Exercise text:
==============================
Very well said. I suppose that I stated it was "clearly brighter" because it is to my own eye. I look for things like the white fence, tree tops, foreground etc and see the advantages in all of those areas.


----------



## Litbobber (Jul 11, 2009)

Wattnot very nice review and pics. 

Thank you


----------



## 276 (Jul 11, 2009)

(Can the ring be taken off? From the pictures it seems as if it was permanently installed. )

It's permanent, stays fixed and doesn't rotate around the light. Despite the fact that its a reverse clickie its not bad, if they had a later option to upgrade to a forward that be cool.


----------



## toby_pra (Jul 13, 2009)

Very impressive review!


----------



## applevision (Jul 13, 2009)

Hey guys, I made a new thread of some of my thoughts on the PW and some other ****oo things:

https://www.candlepowerforums.com/threads/236664

:wave:


----------



## Daylo (Jul 14, 2009)

Wattnot, very nice review. :thumbsup: You just racked up another sale for PTS.

Does anyone know of a holster that might hold this? Thanks for any suggestions.


----------



## hivoltage (Jul 15, 2009)

Yeah, a holster would be nice.......my PW shipped yesterday.


----------



## Patriot (Jul 17, 2009)

hivoltage said:


> Yeah, a holster would be nice.......my PW shipped yesterday.
==============================
Data extracts:
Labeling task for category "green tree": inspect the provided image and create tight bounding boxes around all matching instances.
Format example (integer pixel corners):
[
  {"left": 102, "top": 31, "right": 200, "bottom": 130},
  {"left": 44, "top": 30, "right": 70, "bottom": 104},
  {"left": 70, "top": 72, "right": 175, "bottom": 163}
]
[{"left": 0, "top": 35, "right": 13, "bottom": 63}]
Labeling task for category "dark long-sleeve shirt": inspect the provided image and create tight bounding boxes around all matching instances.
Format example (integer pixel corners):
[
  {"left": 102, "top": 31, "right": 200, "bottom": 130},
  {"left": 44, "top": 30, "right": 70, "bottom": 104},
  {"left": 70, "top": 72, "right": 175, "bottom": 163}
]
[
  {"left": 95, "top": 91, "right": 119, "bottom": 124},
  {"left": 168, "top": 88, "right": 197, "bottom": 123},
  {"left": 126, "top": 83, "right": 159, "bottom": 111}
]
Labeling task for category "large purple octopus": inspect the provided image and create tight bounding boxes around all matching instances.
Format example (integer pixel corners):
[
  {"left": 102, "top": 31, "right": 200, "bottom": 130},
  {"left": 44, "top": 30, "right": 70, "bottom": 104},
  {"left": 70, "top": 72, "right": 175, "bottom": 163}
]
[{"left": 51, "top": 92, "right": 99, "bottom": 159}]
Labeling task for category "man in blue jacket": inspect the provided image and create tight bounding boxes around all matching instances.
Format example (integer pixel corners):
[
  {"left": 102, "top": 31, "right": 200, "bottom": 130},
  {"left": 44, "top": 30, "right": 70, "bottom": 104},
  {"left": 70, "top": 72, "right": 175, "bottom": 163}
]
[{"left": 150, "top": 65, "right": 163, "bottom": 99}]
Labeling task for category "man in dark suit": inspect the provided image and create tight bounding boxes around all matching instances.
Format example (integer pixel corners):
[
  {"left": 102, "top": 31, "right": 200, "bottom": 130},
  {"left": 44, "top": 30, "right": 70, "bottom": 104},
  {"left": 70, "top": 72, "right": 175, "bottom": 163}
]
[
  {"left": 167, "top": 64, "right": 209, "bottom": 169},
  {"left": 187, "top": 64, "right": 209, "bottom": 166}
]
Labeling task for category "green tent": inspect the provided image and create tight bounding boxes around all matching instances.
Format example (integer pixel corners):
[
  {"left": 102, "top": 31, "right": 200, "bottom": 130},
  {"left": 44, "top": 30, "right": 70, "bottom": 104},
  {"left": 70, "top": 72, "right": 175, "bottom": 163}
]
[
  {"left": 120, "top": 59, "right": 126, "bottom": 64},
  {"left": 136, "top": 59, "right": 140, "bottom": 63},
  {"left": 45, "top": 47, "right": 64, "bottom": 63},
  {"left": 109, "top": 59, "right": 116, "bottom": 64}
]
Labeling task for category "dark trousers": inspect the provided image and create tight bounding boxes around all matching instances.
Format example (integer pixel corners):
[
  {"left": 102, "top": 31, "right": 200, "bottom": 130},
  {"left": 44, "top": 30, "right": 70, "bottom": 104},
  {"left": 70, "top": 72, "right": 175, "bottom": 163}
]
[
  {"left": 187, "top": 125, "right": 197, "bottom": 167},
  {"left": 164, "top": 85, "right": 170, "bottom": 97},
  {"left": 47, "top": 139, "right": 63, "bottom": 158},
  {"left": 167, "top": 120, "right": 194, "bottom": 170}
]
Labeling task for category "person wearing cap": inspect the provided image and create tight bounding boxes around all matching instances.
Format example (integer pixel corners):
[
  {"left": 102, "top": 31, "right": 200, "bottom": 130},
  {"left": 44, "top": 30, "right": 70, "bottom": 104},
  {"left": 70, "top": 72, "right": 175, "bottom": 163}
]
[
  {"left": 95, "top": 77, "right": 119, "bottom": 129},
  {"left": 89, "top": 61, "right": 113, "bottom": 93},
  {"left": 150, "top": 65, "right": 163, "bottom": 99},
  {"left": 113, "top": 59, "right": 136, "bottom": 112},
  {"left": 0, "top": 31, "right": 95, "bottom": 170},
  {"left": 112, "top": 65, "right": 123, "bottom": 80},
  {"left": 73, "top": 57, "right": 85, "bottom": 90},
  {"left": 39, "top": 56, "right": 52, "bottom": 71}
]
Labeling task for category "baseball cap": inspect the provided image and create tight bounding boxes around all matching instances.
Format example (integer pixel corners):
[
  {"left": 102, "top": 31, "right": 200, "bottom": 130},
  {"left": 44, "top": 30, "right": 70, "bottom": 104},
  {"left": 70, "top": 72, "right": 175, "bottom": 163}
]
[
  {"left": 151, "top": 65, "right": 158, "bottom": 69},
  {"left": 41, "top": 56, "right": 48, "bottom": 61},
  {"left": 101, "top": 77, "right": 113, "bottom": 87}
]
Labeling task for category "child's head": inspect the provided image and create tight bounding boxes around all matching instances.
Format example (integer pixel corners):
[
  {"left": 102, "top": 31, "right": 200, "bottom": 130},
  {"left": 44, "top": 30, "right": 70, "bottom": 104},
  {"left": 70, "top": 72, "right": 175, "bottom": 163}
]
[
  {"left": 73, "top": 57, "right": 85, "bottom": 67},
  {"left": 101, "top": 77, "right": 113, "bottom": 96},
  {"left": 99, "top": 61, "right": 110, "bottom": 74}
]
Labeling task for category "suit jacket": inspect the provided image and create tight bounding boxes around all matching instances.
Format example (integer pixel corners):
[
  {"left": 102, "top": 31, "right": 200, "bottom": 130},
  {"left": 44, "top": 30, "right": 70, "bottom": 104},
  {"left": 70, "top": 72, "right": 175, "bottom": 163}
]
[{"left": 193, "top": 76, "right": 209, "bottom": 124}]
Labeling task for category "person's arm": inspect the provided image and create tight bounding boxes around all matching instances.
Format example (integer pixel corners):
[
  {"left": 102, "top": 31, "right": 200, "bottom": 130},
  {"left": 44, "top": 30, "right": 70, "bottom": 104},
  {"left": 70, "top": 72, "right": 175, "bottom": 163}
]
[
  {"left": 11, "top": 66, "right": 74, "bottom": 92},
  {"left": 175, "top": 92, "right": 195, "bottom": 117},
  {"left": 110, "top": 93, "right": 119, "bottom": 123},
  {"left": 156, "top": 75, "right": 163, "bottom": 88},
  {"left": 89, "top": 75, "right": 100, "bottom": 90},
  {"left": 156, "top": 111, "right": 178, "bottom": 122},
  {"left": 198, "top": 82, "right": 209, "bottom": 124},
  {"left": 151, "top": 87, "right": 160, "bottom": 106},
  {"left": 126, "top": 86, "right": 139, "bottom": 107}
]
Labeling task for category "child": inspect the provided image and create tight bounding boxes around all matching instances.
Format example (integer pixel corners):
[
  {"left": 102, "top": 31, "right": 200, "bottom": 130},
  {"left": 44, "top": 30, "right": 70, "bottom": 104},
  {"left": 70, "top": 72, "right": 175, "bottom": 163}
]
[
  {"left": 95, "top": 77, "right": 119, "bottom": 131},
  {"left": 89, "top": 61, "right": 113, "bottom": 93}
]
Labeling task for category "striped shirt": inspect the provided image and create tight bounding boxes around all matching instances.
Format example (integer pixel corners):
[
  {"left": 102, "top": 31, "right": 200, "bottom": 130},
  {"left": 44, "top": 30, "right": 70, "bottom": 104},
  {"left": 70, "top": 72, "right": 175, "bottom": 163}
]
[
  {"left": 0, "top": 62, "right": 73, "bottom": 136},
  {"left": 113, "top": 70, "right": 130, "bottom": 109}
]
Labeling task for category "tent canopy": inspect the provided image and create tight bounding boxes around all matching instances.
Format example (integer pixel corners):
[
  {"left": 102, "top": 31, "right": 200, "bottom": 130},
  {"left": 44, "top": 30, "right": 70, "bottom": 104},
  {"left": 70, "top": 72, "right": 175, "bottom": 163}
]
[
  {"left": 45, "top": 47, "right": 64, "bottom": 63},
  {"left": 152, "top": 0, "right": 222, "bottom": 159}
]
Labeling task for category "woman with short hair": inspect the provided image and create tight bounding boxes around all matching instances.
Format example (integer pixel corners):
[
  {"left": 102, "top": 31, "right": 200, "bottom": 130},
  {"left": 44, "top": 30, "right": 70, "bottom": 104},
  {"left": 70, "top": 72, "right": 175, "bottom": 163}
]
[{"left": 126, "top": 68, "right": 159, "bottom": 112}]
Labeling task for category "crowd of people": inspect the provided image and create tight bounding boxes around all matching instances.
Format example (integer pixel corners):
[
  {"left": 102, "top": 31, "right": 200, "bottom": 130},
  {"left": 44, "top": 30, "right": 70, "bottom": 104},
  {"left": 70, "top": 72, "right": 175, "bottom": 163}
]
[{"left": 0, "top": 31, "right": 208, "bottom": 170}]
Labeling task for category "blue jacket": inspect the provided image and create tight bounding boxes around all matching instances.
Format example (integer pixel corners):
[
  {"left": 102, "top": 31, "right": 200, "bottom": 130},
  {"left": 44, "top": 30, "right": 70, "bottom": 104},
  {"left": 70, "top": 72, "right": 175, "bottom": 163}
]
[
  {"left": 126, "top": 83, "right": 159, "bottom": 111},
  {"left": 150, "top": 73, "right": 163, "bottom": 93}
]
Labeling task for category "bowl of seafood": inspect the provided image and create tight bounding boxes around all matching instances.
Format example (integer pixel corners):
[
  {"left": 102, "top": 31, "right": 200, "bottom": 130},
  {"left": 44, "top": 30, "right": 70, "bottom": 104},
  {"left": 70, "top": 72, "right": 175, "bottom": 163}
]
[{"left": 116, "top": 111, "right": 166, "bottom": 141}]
==============================
Instructions to follow: Please answer from the forum thread: can the ring on the light be taken off? The entries have no connection to the forum thread.

Exercise answer: No, it is permanent; it stays fixed and doesn't rotate around the light.